> _SELECTION_
I began calling it the Treblinka affair, after the title of Steiner’s book. This fantastically successful text depicted one of the principal Nazi death camps—a killing center, erected in 1942 as part of Aktion Reinhard, solely dedicated to Jewish destruction, where historians safely estimate that perhaps 800,000 Jews were murdered over the year and a half of the camp’s existence (of course, estimates vary). In its climax, Steiner’s book described the August 2, 1943, insurrection by the Jewish inmates of the camp. Lasting for several months, the debate touched off by Treblinka tested popular understandings of World War II, cast light on the state of the Jewish community, and involved many of the most significant as well as numerous obscure writers of the day; the scope and range of the quarrel, surprisingly immense, are suggested by the cover of my book, where its dramatis personae are listed. I came to believe that a study of Steiner’s enterprise and the furor that followed upon its publication, a Rezeptionsgeschichte of it, might have powerful ramifications for understanding postwar French cultural, intellectual, and political history, including French-Jewish history, as well as contribute to international Holocaust studies. Best of all, because the dispute involved a direct contest of the two major postwar constructions of the World War II past, its study casts needed light on the moral implications, debated even amongst Jews at the time, of the rise of the genocidal consciousness that has since become a hallmark of the contemporary era, in France as elsewhere. I chose, in summary, to elevate a background to Levinas, who still figures significantly in what follows, into a legitimate topic in its own right. This dispute, the Treblinka affair, is the subject of this short book.

Records taken from a collection:
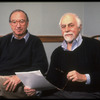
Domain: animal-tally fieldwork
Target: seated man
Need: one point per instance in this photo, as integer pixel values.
(19, 51)
(75, 65)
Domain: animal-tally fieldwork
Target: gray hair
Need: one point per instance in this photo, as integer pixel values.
(77, 19)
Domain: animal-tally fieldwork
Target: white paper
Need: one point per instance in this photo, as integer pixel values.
(35, 80)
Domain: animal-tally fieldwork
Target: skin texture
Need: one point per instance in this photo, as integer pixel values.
(70, 31)
(19, 30)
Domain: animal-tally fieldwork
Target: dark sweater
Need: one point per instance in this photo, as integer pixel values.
(85, 59)
(20, 56)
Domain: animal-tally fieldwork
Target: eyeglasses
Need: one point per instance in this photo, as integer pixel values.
(15, 22)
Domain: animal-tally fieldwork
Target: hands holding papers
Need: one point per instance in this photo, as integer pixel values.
(35, 80)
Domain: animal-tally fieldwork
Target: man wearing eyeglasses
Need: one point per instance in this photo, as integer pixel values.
(19, 51)
(75, 65)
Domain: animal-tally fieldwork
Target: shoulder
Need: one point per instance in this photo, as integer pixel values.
(6, 37)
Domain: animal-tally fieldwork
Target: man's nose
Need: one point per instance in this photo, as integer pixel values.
(18, 24)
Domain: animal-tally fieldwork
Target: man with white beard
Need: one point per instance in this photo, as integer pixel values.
(75, 65)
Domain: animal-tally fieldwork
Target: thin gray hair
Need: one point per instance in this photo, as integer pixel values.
(77, 19)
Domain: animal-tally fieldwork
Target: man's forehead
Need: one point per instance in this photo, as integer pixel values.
(67, 19)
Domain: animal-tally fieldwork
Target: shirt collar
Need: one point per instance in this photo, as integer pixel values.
(76, 43)
(25, 37)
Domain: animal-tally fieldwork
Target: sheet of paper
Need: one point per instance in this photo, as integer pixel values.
(34, 79)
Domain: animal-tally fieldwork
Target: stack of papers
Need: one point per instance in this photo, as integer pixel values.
(35, 80)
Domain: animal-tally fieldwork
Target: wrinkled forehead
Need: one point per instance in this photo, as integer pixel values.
(18, 15)
(67, 19)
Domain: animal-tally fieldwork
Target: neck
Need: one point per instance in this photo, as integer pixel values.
(69, 46)
(20, 36)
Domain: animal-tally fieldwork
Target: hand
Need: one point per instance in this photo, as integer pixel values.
(11, 82)
(75, 76)
(29, 91)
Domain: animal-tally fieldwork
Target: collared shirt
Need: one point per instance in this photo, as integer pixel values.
(76, 43)
(25, 37)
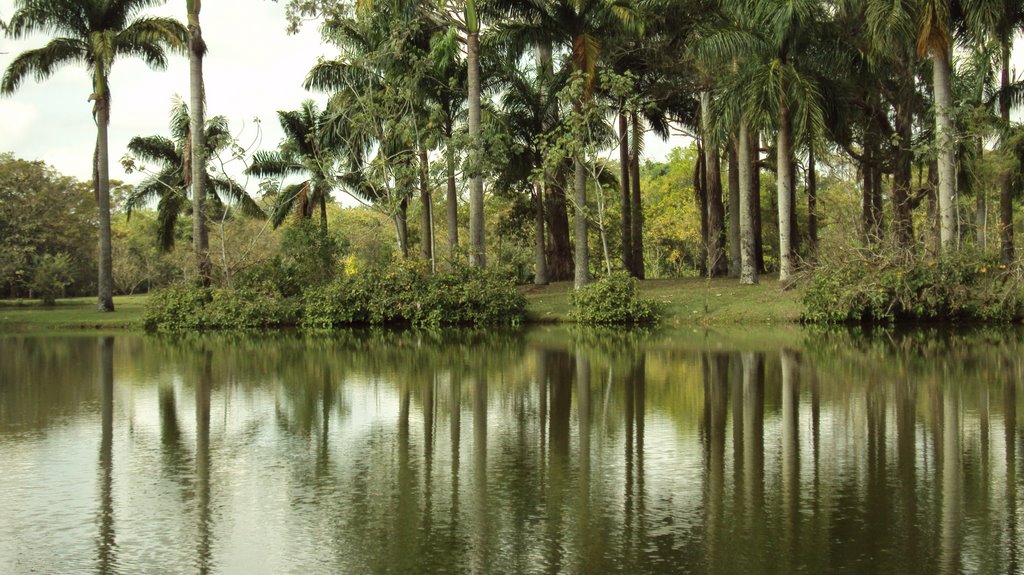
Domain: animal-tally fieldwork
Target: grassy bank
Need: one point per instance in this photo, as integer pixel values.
(687, 302)
(684, 302)
(72, 313)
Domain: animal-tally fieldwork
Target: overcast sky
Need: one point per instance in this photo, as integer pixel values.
(252, 70)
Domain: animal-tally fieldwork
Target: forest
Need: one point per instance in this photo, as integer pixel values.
(860, 150)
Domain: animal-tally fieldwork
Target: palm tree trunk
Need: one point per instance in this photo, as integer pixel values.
(734, 218)
(197, 49)
(636, 210)
(426, 229)
(718, 266)
(624, 171)
(476, 248)
(749, 267)
(540, 256)
(784, 181)
(944, 133)
(401, 227)
(700, 189)
(755, 176)
(1006, 189)
(452, 206)
(105, 278)
(582, 276)
(812, 203)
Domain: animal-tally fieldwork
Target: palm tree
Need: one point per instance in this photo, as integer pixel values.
(579, 26)
(169, 186)
(302, 153)
(197, 49)
(999, 20)
(94, 33)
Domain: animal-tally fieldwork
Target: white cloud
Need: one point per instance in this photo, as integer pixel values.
(253, 69)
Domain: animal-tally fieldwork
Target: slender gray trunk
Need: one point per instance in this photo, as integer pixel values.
(452, 206)
(197, 49)
(582, 276)
(749, 267)
(426, 228)
(540, 255)
(784, 181)
(624, 173)
(734, 241)
(718, 266)
(636, 210)
(1006, 189)
(476, 249)
(105, 280)
(945, 138)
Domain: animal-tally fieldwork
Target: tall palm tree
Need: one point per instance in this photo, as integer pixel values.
(302, 153)
(197, 49)
(170, 185)
(94, 33)
(999, 20)
(578, 26)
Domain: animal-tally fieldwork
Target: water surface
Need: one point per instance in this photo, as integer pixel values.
(541, 451)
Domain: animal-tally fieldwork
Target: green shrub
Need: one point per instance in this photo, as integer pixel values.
(50, 274)
(612, 300)
(875, 289)
(185, 307)
(406, 293)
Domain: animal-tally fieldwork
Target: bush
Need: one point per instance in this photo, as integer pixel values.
(50, 275)
(963, 285)
(186, 307)
(612, 300)
(406, 293)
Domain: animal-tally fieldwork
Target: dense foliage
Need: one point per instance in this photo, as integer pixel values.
(612, 300)
(957, 286)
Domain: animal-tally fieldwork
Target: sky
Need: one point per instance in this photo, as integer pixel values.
(253, 69)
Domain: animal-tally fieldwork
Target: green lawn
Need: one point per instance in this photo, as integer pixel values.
(688, 302)
(72, 313)
(684, 302)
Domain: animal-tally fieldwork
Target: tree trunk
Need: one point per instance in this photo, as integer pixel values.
(452, 205)
(636, 210)
(749, 267)
(734, 218)
(560, 265)
(624, 172)
(582, 276)
(1006, 189)
(426, 228)
(784, 186)
(945, 138)
(476, 249)
(540, 256)
(401, 227)
(104, 298)
(700, 191)
(755, 177)
(902, 172)
(812, 203)
(717, 264)
(197, 49)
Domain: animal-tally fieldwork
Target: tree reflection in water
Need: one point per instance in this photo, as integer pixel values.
(588, 452)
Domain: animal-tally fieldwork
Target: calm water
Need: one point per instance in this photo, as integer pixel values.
(543, 451)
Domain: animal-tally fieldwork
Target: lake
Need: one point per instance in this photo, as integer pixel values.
(547, 450)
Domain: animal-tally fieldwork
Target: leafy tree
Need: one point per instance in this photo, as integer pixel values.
(169, 186)
(94, 33)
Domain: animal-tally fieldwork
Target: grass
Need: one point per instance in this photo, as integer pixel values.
(72, 313)
(687, 302)
(692, 302)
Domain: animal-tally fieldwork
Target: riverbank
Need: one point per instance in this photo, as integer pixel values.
(683, 302)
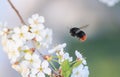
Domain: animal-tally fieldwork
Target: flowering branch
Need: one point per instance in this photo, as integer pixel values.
(25, 44)
(17, 12)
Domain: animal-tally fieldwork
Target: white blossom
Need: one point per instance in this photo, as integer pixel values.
(57, 48)
(23, 44)
(41, 68)
(31, 59)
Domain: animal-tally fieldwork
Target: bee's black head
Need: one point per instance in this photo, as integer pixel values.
(73, 31)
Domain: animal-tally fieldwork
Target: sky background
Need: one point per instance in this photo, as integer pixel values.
(102, 47)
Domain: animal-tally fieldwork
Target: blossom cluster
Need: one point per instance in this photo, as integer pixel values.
(110, 3)
(30, 52)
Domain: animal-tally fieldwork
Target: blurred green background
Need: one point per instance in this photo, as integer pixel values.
(102, 47)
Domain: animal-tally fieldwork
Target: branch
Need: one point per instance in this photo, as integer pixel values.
(17, 12)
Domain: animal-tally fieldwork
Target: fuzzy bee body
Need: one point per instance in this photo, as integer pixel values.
(76, 32)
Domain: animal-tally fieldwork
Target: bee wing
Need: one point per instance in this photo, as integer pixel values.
(84, 26)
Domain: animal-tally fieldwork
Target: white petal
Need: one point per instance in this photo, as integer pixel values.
(40, 74)
(34, 71)
(47, 71)
(45, 64)
(41, 19)
(78, 54)
(28, 56)
(24, 28)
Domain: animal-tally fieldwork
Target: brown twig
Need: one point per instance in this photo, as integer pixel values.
(17, 12)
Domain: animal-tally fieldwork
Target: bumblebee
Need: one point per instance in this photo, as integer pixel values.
(77, 32)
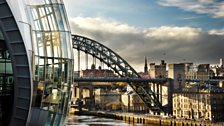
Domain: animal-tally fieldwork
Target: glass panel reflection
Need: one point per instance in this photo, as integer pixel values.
(53, 60)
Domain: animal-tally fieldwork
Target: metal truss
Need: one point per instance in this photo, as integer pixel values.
(120, 66)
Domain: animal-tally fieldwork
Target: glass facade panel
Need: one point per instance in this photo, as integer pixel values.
(6, 83)
(53, 63)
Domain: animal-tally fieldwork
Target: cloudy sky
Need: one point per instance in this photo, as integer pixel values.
(174, 30)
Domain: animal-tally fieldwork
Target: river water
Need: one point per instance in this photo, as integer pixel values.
(96, 121)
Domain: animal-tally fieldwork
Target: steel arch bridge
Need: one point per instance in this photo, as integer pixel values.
(120, 66)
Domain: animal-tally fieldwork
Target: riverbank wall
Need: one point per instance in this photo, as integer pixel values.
(147, 120)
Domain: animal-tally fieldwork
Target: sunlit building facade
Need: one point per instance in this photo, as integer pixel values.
(36, 63)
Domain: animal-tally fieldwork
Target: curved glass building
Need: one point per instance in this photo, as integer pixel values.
(36, 63)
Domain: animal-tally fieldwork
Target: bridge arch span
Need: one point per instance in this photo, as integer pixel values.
(119, 65)
(105, 55)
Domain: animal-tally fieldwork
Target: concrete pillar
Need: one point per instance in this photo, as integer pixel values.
(161, 94)
(80, 92)
(170, 95)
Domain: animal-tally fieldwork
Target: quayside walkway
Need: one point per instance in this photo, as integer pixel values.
(148, 119)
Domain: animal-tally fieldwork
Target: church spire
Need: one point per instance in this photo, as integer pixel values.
(146, 66)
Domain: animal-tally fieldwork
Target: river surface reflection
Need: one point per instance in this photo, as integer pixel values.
(96, 121)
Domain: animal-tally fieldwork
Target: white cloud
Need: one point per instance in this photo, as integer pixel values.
(216, 32)
(133, 44)
(167, 32)
(99, 24)
(213, 8)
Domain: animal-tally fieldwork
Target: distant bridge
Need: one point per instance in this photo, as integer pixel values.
(120, 67)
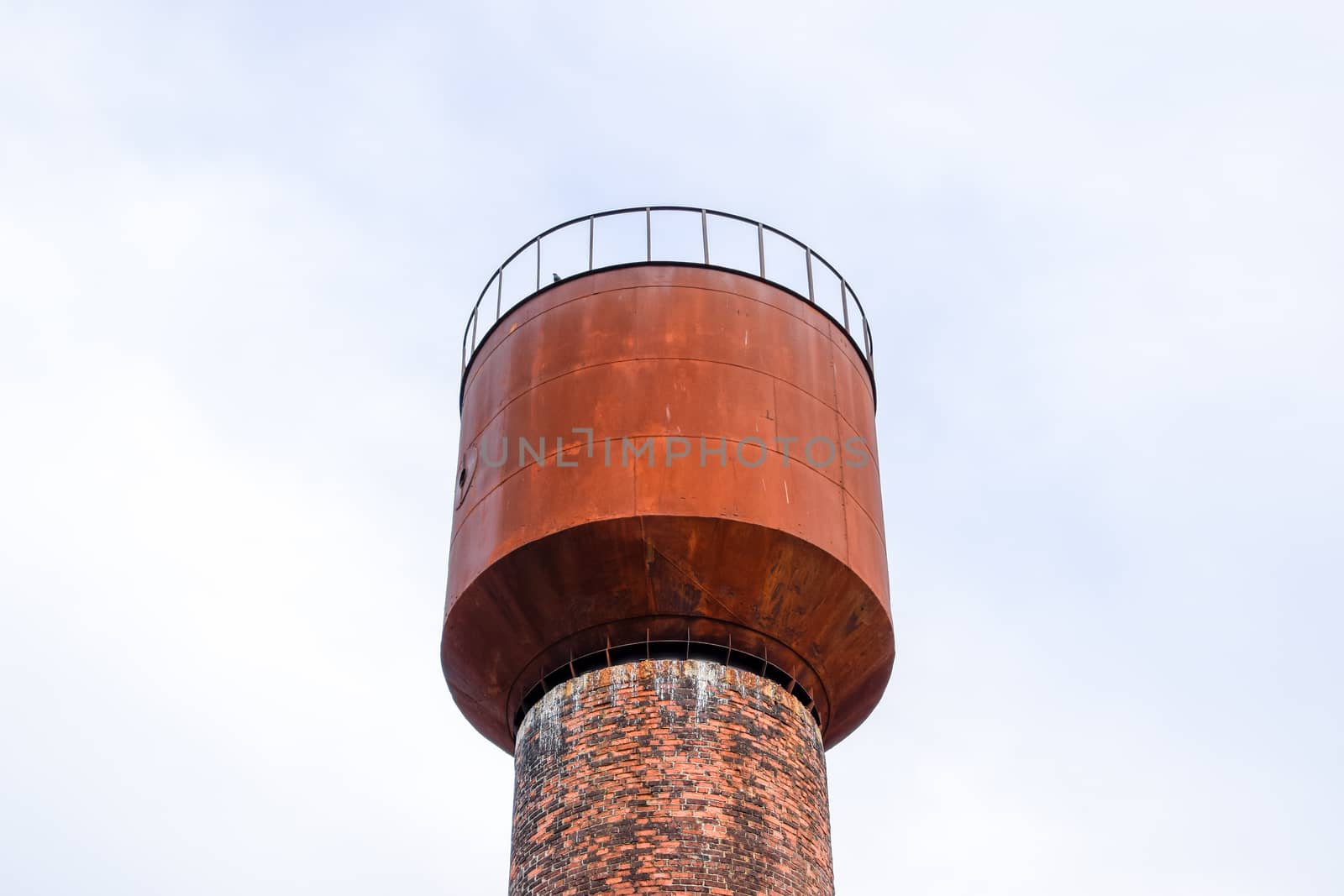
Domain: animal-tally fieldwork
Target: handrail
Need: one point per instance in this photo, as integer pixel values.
(862, 340)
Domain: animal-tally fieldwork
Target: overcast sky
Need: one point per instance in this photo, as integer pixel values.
(1100, 246)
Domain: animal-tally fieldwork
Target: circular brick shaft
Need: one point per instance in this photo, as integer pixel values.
(669, 777)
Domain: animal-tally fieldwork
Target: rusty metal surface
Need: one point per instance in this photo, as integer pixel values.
(550, 562)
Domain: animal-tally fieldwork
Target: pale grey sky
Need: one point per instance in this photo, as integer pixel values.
(1101, 253)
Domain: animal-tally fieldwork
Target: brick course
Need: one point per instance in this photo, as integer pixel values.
(669, 777)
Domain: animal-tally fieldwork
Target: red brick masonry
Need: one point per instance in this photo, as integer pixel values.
(669, 777)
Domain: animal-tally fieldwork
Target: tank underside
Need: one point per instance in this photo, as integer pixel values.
(575, 551)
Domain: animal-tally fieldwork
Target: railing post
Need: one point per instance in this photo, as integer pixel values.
(811, 297)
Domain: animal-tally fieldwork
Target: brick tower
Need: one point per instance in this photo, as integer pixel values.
(669, 589)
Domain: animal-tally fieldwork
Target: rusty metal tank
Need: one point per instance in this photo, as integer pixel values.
(663, 458)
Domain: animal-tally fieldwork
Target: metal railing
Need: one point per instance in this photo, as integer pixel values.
(833, 298)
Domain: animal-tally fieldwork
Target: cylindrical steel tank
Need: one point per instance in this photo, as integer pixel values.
(665, 459)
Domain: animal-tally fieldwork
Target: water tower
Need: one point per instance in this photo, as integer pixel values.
(667, 589)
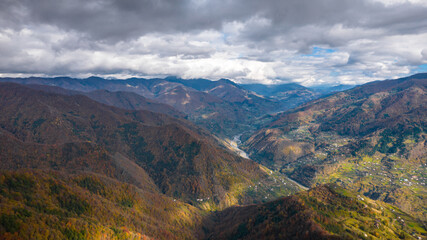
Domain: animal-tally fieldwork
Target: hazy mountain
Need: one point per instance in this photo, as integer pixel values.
(223, 107)
(51, 131)
(358, 138)
(99, 169)
(325, 89)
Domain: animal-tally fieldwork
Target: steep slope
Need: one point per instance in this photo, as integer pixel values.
(358, 138)
(39, 204)
(324, 212)
(46, 130)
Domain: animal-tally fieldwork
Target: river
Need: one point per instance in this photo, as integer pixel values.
(236, 142)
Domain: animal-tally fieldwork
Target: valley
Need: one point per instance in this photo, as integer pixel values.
(211, 160)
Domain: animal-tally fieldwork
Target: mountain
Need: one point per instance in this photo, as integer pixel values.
(324, 212)
(74, 133)
(358, 138)
(41, 204)
(290, 95)
(325, 89)
(223, 107)
(75, 168)
(125, 100)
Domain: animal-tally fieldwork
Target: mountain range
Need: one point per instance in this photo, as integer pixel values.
(371, 139)
(159, 159)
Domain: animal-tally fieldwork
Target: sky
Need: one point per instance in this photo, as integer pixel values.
(311, 42)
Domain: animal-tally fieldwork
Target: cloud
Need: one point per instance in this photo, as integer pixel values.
(244, 40)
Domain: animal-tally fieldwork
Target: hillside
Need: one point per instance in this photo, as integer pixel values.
(324, 212)
(125, 100)
(223, 107)
(39, 204)
(360, 138)
(74, 133)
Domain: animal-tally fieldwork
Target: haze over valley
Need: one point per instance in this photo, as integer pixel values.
(202, 119)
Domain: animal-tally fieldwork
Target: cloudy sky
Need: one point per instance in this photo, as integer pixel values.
(270, 41)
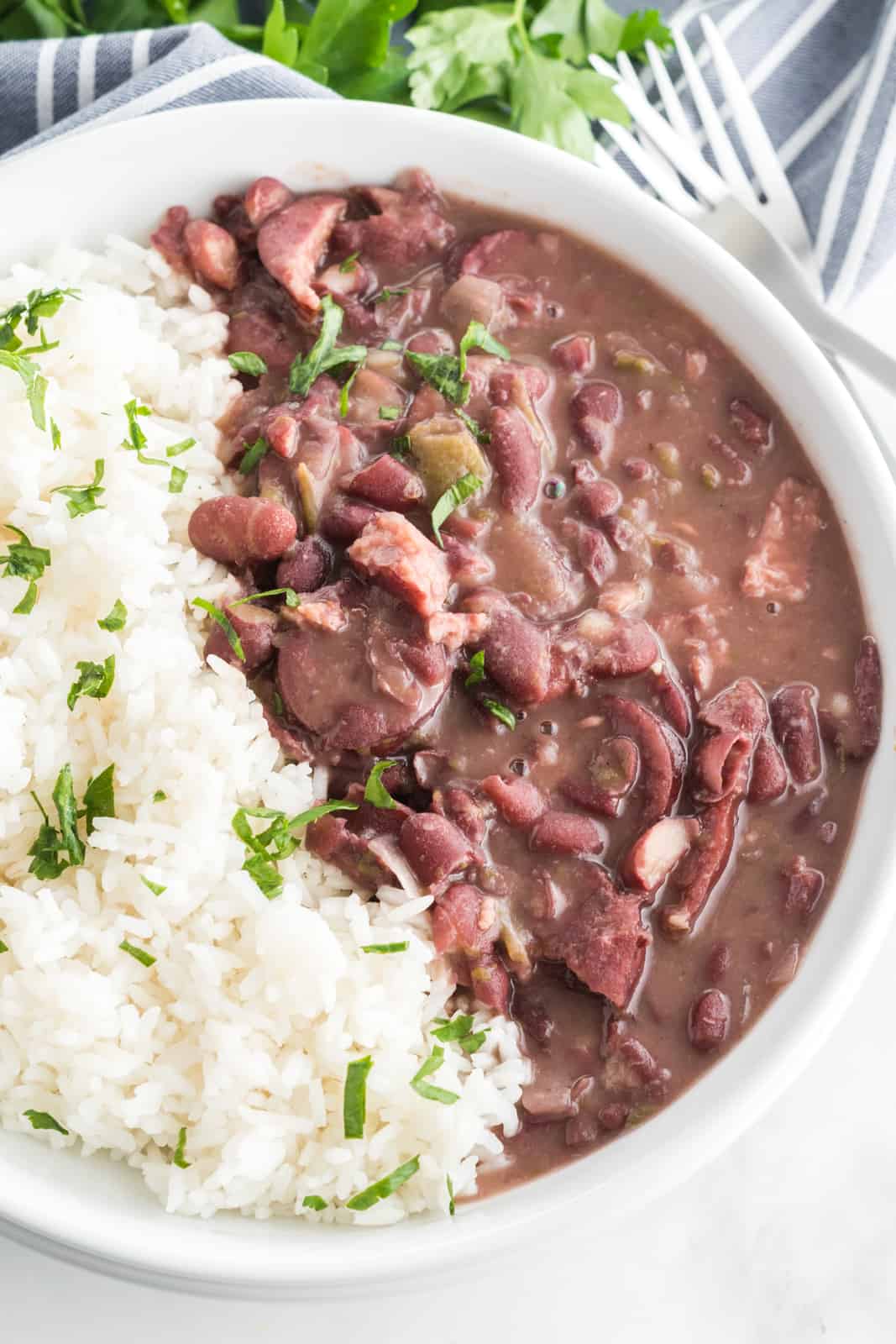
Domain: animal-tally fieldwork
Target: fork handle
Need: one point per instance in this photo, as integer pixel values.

> _YOUR OBJECTIVE_
Please answer from the passage on the Treblinka affair: on what date did the insurrection described in the climax of Steiner's book take place?

> _TASK RESPONSE_
August 2, 1943.